Segment Start: Text provided

Calcium Intake Affects The Risk of Kidney Stones

By | November 29, 2018

Calcium Intake Affects The Risk of Kidney Stones

Your chances of getting a kidney stone can be substantially reduced by taking in a healthy amount of calcium from non-dairy sources, researchers say.

Kidney stones are caused by a buildup of chemical waste in urine that eventually forms into crystals that are difficult to pass through the system. Symptoms of a kidney stone can include pain in the lower back, blood in the urine, nausea, vomiting or a fever.

Experts believe a kidney stone can have a variety of different origins which include obesity, eating foods with excess salt or sugar, hereditary issues and not drinking enough water.

A study featured in the online edition of The Journal of Urology examined the amount of dietary calcium related to both non-dairy and dairy products and if this relationship can lead to a lower risk of kidney stones.

Dr. Eric Taylor from the Maine Medical Center in Portland led a team of researchers on an analysis of three separate studies: the Health Professionals Follow-up Study, the Nurses’ Health Study I and the Nurse’s Health Study II.

These studies followed over one million healthy men and women under the age of 60 for a duration of 20 years. Every four years participants were asked to complete food frequency surveys to establish their calcium intake.

Segment End: Text provided

Continue the article on calcium intake and kidney stones, starting after its last sentence.

Segment Start: Available data

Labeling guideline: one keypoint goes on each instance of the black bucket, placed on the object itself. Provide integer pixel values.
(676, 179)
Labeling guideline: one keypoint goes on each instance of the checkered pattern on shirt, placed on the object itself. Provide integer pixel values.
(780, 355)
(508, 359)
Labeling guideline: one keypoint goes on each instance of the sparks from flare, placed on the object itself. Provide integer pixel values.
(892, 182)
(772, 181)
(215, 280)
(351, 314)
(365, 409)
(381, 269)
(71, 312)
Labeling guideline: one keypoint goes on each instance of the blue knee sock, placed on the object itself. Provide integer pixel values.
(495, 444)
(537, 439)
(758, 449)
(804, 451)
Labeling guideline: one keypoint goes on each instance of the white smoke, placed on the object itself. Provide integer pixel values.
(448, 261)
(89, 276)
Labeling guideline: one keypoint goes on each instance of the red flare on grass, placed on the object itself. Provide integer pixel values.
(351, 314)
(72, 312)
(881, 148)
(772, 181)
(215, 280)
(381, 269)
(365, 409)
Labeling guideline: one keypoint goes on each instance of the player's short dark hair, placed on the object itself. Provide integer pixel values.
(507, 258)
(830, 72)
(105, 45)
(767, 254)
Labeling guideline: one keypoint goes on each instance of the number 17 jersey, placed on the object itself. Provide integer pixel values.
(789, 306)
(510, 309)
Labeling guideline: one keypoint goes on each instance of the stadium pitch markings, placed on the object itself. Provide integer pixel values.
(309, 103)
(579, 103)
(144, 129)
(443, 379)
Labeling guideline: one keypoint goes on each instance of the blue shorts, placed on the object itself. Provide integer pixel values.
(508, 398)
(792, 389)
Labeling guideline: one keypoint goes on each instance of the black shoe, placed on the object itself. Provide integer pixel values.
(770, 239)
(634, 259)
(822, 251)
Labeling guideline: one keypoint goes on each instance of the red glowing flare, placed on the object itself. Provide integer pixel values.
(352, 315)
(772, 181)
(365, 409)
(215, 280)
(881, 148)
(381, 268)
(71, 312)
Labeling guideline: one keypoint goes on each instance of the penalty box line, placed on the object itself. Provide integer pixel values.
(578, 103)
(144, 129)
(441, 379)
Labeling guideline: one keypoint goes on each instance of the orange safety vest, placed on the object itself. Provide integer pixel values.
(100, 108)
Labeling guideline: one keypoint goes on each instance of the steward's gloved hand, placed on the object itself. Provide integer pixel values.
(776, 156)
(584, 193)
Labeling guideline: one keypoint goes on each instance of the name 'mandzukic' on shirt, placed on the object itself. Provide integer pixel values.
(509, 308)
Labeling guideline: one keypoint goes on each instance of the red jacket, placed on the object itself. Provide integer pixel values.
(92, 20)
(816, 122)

Segment End: Available data
Segment Start: Available data

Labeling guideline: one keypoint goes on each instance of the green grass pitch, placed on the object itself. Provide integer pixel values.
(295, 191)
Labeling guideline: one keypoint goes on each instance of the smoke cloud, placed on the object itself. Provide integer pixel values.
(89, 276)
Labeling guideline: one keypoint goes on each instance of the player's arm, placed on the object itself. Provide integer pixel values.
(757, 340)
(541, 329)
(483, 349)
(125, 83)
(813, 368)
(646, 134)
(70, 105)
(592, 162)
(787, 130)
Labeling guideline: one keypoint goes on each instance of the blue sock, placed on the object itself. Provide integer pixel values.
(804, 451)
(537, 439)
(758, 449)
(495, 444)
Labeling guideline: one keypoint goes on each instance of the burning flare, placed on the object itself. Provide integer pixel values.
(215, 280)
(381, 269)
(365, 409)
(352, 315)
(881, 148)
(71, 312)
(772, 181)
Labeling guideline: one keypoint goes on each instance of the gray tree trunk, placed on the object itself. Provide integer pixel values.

Segment End: Available data

§ **Answer space**
Individuals involved with the study were split into five groups depending on how much calcium they were exposed to. The group with highest calcium intake showed a 77 percent better chance of lowering their risk of a kidney stone compared to the group with the lowest calcium intake.

Men and women who took in over 450 milligrams of calcium a day from non-dairy products showed a 50 percent better chance of warding off kidney stones. Those who took in over 800 milligrams of calcium a day from dairy products reduced their kidney stone risk by 30 percent compared to those who took in around 150 milligrams, Reuters reported.

“This is another piece of data to suggest that there’s no role for dietary calcium restriction for kidney stones,” Taylor told Reuters. “Although most stones that form in the kidneys are made of calcium oxalate, people should not be afraid of consuming calcium in foods.”